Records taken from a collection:
********

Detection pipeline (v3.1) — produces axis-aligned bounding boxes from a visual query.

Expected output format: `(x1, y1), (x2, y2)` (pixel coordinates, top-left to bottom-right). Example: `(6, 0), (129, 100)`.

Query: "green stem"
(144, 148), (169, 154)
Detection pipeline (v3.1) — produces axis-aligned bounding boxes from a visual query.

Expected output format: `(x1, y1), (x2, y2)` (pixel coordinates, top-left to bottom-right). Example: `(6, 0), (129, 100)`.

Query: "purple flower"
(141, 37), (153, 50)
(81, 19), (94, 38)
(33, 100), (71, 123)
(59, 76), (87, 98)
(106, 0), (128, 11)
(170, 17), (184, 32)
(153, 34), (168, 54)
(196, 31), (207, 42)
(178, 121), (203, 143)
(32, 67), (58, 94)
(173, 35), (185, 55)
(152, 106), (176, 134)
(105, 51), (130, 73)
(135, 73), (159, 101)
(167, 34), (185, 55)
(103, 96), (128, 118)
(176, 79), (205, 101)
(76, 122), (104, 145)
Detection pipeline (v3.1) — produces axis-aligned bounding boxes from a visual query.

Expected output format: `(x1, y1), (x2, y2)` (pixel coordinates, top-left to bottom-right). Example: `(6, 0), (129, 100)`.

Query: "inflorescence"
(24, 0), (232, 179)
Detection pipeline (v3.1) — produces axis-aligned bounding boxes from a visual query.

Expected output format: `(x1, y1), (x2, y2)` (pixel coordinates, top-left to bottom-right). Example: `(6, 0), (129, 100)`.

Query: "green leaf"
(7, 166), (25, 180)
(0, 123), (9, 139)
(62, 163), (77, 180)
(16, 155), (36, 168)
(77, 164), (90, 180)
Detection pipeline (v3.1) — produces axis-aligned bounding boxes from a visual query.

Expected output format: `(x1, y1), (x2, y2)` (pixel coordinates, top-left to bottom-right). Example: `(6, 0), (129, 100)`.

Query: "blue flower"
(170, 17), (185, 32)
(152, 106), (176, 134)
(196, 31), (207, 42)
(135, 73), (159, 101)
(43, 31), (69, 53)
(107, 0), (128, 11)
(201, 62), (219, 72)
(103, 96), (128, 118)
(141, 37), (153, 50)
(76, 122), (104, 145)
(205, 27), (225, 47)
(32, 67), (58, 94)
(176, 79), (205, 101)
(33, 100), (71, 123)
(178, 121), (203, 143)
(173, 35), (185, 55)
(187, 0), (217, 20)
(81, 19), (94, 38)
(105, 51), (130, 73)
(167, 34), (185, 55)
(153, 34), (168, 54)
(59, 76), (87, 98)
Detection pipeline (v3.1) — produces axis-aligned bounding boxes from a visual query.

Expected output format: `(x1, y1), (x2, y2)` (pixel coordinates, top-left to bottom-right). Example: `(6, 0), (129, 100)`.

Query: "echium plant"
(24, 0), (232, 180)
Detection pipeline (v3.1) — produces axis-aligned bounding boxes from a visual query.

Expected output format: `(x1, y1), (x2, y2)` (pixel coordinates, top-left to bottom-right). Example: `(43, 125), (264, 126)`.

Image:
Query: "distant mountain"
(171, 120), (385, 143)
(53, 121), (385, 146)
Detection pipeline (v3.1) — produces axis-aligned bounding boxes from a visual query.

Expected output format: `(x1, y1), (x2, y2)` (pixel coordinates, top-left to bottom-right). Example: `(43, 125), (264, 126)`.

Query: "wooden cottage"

********

- Written exercise: Rewrite all of the data above, substituting "Localization pipeline" for every occurrence of "Detection pipeline" and leaving everything else unchanged.

- Answer to the exercise:
Localization pipeline (v3.1) — produces axis-aligned bounding boxes from a visual query.

Expected output format: `(x1, y1), (x2, y2)` (pixel coordinates, top-left to bottom-right). Example: `(6, 0), (129, 100)`.

Query: "green stem"
(144, 148), (169, 154)
Localization pipeline (v3.1) — produces axis-aligned bounding boxes from a visual query.

Expected output format: `(x1, y1), (x2, y2)` (pixel coordinates, top-left to bottom-right). Example: `(6, 0), (129, 100)`.

Query: "purple flower"
(141, 37), (153, 50)
(81, 19), (94, 38)
(33, 100), (71, 123)
(59, 76), (87, 98)
(106, 0), (128, 11)
(170, 17), (184, 32)
(153, 34), (168, 54)
(196, 31), (207, 42)
(178, 121), (203, 143)
(32, 67), (58, 94)
(173, 35), (185, 55)
(152, 106), (176, 134)
(105, 51), (130, 73)
(135, 73), (159, 101)
(167, 34), (185, 55)
(103, 96), (128, 118)
(176, 79), (205, 101)
(76, 122), (104, 145)
Localization pipeline (v3.1) — produces axis-aligned bounding boxes from a visual query.

Expected output format: `(x1, y1), (x2, y2)` (pixel coordinates, top-left to bottom-right). Example: `(6, 0), (129, 100)`.

Query: "inflorescence"
(24, 0), (232, 179)
Localization pipeline (v3.1) — produces axis-aligned bounding boxes from a visual query.

Expected output format: `(x1, y1), (x2, y2)` (pixel coordinates, top-left to bottom-right). Example: `(6, 0), (129, 100)`.

Query: "green leaf"
(7, 166), (25, 180)
(0, 123), (9, 139)
(62, 163), (77, 180)
(16, 155), (36, 168)
(77, 164), (90, 180)
Localization pipeline (v3.1) — produces axis-aligned bounding boxes from a visual query.

Expected output format: `(x1, y1), (x2, y2)` (pixel coordinates, top-left to bottom-right). Example: `(6, 0), (129, 100)`.

Query: "blue flower"
(170, 17), (185, 32)
(152, 106), (176, 134)
(196, 31), (207, 42)
(135, 73), (159, 101)
(43, 31), (69, 53)
(107, 0), (128, 11)
(201, 62), (219, 72)
(103, 96), (128, 118)
(141, 37), (153, 50)
(76, 122), (104, 145)
(205, 27), (225, 47)
(32, 67), (58, 94)
(176, 79), (205, 101)
(33, 100), (71, 123)
(178, 121), (203, 143)
(173, 35), (185, 55)
(187, 0), (217, 20)
(81, 19), (94, 38)
(105, 51), (130, 73)
(167, 34), (185, 55)
(153, 34), (168, 54)
(59, 76), (87, 98)
Localization pipeline (v3.1) — produces axis-aligned bounding boxes from a visual query.

Expected output format: `(x1, y1), (x2, y2)` (pixel coordinates, top-left to bottom-right). Example: `(6, 0), (129, 100)`.

Query: "echium plant"
(24, 0), (232, 180)
Localization pipeline (v3.1) — produces axis-aligned bounding boxes from a visual query.

Expected output format: `(x1, y1), (x2, y2)` (pixel coordinates, top-left to bottom-right). Example: `(43, 125), (264, 126)`.

Image:
Query: "distant mountain"
(171, 120), (385, 143)
(53, 121), (385, 146)
Localization pipeline (v3.1) — produces axis-aligned bounding boxes from a visual query.

Expected output format: `(x1, y1), (x2, y2)` (pixel coordinates, top-left to bottom-right). Example: `(43, 125), (264, 126)`.

Query: "wooden cottage"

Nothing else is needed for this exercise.